## POTONGAN DOKUMEN
::::::::::

Header Ads

Matahari Tenggelam dalam Lautan Lumpur Hitam

Matahari Tenggelam dalam Lautan Lumpur Hitam


Dalam sebuah ayat dalam Alquran, tepatnya dalam surat Al-Kahfi ayat 86, terdapat kisah petualangan Zulqarnain dimana beliau pergi ke tempat dimana matahari tenggelam, lalu beliau melihat matahari tenggelam dalam lumpur yang hitam.

Dalam sebuah ayat dalam Alquran, tepatnya dalam surat Al-Kahfi ayat 86, terdapat kisah petualangan Zulqarnain dimana beliau pergi ke tempat dimana matahari tenggelam, lalu beliau melihat matahari tenggelam dalam lumpur yang hitam. Ayat tersebut berbunyi:

حَتّٰىٓ اِذَا بَلَغَ مَغْرِبَ الشَّمْسِ وَجَدَهَا تَغْرُبُ فِيْ عَيْنٍ حَمِئَةٍ وَّوَجَدَ عِنْدَهَا قَوْمًا 

Artinya: Hingga ketika dia telah sampai di tempat matahari terbenam, dia melihatnya (matahari) terbenam di dalam laut yang berlumpur hitam, dan di sana ditemukannya suatu kaum (tidak beragama).”

Ayat ini tentu sulit diterima dengan logika sains modern, karena ilmu astronomi modern membuktikan bahwa matahari hakikatnya tidak beredar mengelilingi bumi, matahari adalah entitas langit yang jauh lebih besar dari bumi dan tidak mungkin tenggelam ke suatu titik di muka bumi. Lalu bagaimana dengan logika para ahli tafsir yang hidup sebelum era astronomi modern (meski saat itu dunia astronomi Islam sedang berada di puncak kemajuannya). Di sini penulis mengambil penjelasan kitab-kitab tafsir populer dalam rentang abad empat hingga tujuh Hijriah atau bertepatan dengan 10 hingga 13 Masehi.

Berikut ulasannya:

  • Abad keempat Hijriah

Diantara tokoh tafsir yang amat populer pada abad keempat Hijriah adalah Ibn Jarir At-Thabari, kitab tafsir beliau adalah kitab tafsir Ma’tsur (berbasis riwayat dan nukilan) yang paling otoritatif hingga sekarang. Jika hendak melihat wawasan Tafsir dari generasi sahabat dan tabi’in maka Tafsir Thabari adalah rujukan paling direkomendasikan.

At-Thabari menjelaskan bahwa penafsiran terhadap ayat sangat ditentukan oleh perbedaan qiraat dalam membaca kata حَمِئَةٍ , kata ini memiliki dua cara bacaan yang berbeda yaitu حَمِئَةٍ (bacaan ahli qiraat Madinah dan Bashrah) dan حامية (bacaan penduduk Kufah).

::::::::::

## DATA YANG DIBERIKAN
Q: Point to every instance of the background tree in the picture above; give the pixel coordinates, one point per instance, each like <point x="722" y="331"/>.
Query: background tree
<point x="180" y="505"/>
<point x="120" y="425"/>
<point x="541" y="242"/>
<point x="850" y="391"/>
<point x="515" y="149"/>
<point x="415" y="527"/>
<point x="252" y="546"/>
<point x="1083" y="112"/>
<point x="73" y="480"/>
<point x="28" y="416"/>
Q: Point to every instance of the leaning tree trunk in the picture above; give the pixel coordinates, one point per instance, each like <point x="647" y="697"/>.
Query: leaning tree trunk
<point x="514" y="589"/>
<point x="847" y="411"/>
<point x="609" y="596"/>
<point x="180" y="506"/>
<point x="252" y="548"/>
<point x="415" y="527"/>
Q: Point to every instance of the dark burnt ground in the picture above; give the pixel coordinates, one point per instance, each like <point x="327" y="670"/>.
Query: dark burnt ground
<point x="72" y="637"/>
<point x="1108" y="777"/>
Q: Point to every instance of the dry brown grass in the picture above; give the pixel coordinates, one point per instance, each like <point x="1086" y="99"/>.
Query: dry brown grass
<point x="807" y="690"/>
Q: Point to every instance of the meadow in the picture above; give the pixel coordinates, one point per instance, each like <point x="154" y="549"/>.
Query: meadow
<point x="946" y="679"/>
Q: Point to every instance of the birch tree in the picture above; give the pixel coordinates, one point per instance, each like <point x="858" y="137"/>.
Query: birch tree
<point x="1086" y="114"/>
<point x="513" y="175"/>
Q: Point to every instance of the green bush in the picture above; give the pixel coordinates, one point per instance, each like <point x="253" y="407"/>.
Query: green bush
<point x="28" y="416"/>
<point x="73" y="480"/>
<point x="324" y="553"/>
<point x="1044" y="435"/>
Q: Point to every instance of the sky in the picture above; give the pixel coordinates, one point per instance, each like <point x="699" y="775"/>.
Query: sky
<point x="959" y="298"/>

::::::::::

## DAFTAR TUGAS
[A] Menurut potongan dokumen, siapa tokoh tafsir yang amat populer pada abad keempat Hijriah?
[B] Tulis ulang potongan dokumen, semuanya mulai dari "Diantara tokoh tafsir" ke bawah hingga "rujukan paling direkomendasikan.", dengan menukar "rujukan" menjadi "acuan".

## JAWABAN TIAP TUGAS
[A] Ibn Jarir At-Thabari.

[B]
Diantara tokoh tafsir yang amat populer pada abad keempat Hijriah adalah Ibn Jarir At-Thabari, kitab tafsir beliau adalah kitab tafsir Ma’tsur (berbasis riwayat dan nukilan) yang paling otoritatif hingga sekarang. Jika hendak melihat wawasan Tafsir dari generasi sahabat dan tabi’in maka Tafsir Thabari adalah acuan paling direkomendasikan.